◆ CONSIGNES ◆
a) Transcrivez, s'il vous plaît, la partie de la critique de « La rage au cœur » qui commence par "Cette franchise est" et se poursuit jusqu'à "rage au cœur.".
b) Répondez à ces questions d'après la critique de « La rage au cœur » :
(i) Combien de pages compte le livre ?
(ii) Qui signe la préface ?
(iii) Sur quelles deux bouées Francis Renaud s'est-il appuyé pour surnager ?
c) Reprenez la critique de « La rage au cœur » à la suite de sa dernière phrase.

◆ BLOC DE TEXTE ◆
====
Hugo :
Doc
340
pages. 18,50 €
Quel
livre ! En fait, tout est annoncé dans le titre. De toute évidence, Francis
Renaud est un affectif doublé d’un écorché vif. Son autobiographie est une
autopsie à cœur ouvert et sans anesthésie. Lorsque le scalpel ouvre son organe,
on y découvre qu’il contient, partagés à parts égales, deux sentiments forts et
profonds : l’amour et la rage. Tout au long de cet ouvrage, son cœur palpite
et saigne ; mais il continue à battre.
Dans
« Francis » - même s’il porte un prénom qu’il déteste - il y a « franc ».
Cette franchise est viscéralement intrinsèque au personnage. Olivier Marchal,
son ami, son « frère », qui signe la préface du livre, souligne, en s’adressant
directement à lui, cette façon d’être à plusieurs reprises : « Toi,
tu ne sais ni ne peux faire semblant ». Et il résume le bonhomme avec une
formule aussi lapidaire qu’imparable : « Trop de bruit, trop de
gueule, trop de fureur, trop de talent »… Avec une telle introduction, on
sait à quoi s’attendre lorsqu’on se plonge dans la lecture de La rage au cœur.
Eh
bien, ce que l’on découvre tout au long de ces 340 pages va bien au-delà. Ce
livre n’est pas un coup de poing, c’est un enchaînement éprouvant de crochets,
de directs, d’uppercuts. Ça arrive de partout ! Les mots sont durs, les chapitres
courts, les phrases brèves. Francis ne va qu’à l’essentiel, sans fioritures ni
concessions… Le moins qu’on puisse dire, c’est que le destin ne s’est pas
montré très tendre à son égard. Le 27 septembre 1967, il a pris un rendez-vous
manqué avec la vie. Son « bonheur » aura duré quatre ans ! Passé
cette parenthèse, son existence n’aura été jalonnée que de coups, de morts
violentes, d’injustices. Quand il connaît une accalmie, quand il découvre que l’on
peut recevoir aussi de l’amour (auprès de ses grands-parents), on lui arrache
ce bien-être pour le plonger dans un monde de violence et d’indifférence. Du
coup, il va grandir comme une mauvaise herbe. Pas le choix. Quand on n’a pas d’autre
alternative que la survie, on s’accroche à tout et à n’importe quoi. Et, surtout,
on devient tout naturellement un rebelle.
Emporté
comme il l’était sur des eaux saumâtres et tumultueuses, il aurait pu se
laisser couler à tout moment. Or, il a surnagé. Il s’est appuyé plus ou moins
consciemment sur deux bouées salvatrices : le rêve et le cinéma. « Je
n’ai fait que rêver pour m’empêcher de voir le pire », annonce-t-il en
préambule… Quelle enfance, quelle adolescence !
J’ai
été d’autant plus passionné par ce livre que je me suis senti concerné à
plusieurs reprises.
====
◆ DONNÉES FOURNIES ◆
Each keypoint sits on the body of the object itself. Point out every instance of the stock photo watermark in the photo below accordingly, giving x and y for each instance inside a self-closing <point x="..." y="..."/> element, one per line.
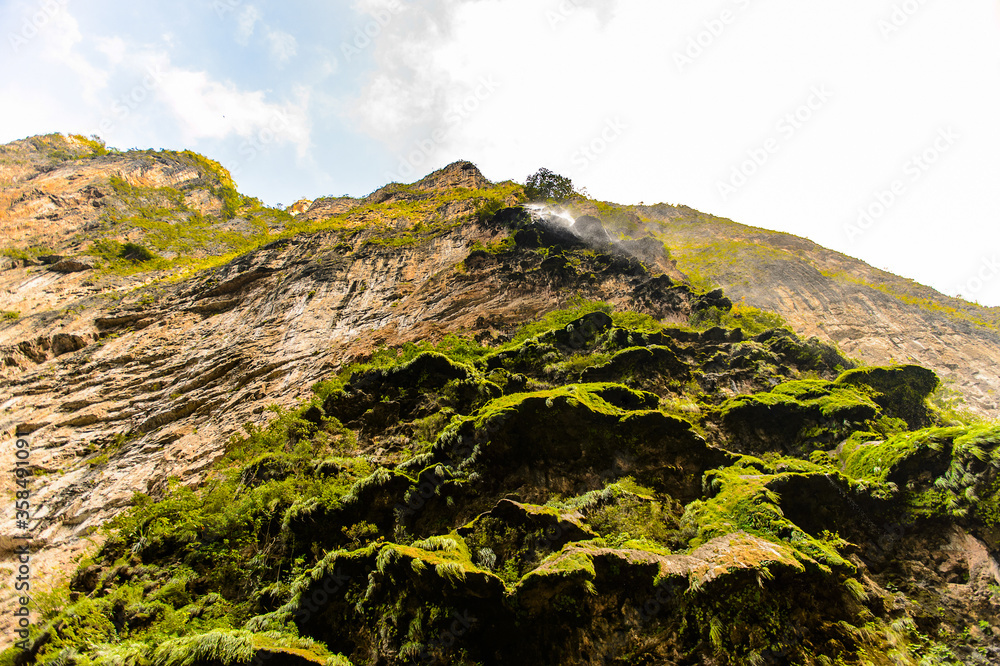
====
◆ RÉPONSES PAR CONSIGNE ◆
a)
Cette franchise est viscéralement intrinsèque au personnage. Olivier Marchal,
son ami, son « frère », qui signe la préface du livre, souligne, en s’adressant
directement à lui, cette façon d’être à plusieurs reprises : « Toi,
tu ne sais ni ne peux faire semblant ». Et il résume le bonhomme avec une
formule aussi lapidaire qu’imparable : « Trop de bruit, trop de
gueule, trop de fureur, trop de talent »… Avec une telle introduction, on
sait à quoi s’attendre lorsqu’on se plonge dans la lecture de La rage au cœur.

b)
(i) 340 pages.
(ii) Olivier Marchal.
(iii) Le rêve et le cinéma.

c)
D’abord,
Francis a grandi dans la même région que moi. Je connais les bourgades vosgiennes
dont il parle, Remiremont, Le Thillot, Le Val d’Ajol… Ensuite, il évoque son
amitié pour Samy Naceri. Or, il s’avère que j’ai écrit l’autobiographie du
héros de Taxi Normal qu’ils aient été
attirés l’un vers l’autre. Ce sont deux êtres en recherche chronique d’un père,
en quête permanente d’amour et d’un minimum de reconnaissance et qui
nourrissent une même aversion pour l’injustice. En plus, ni l’un ni l’autre ne
possédait « la carte » pour pénétrer dans ce milieu si particulier qu’est
le cinéma. Pourtant, Samy a beaucoup moins de raisons légitimes d’avoir « la
rage ». Il est très loin d’avoir connu une enfance aussi cruelle et douloureuse
que celle de Francis.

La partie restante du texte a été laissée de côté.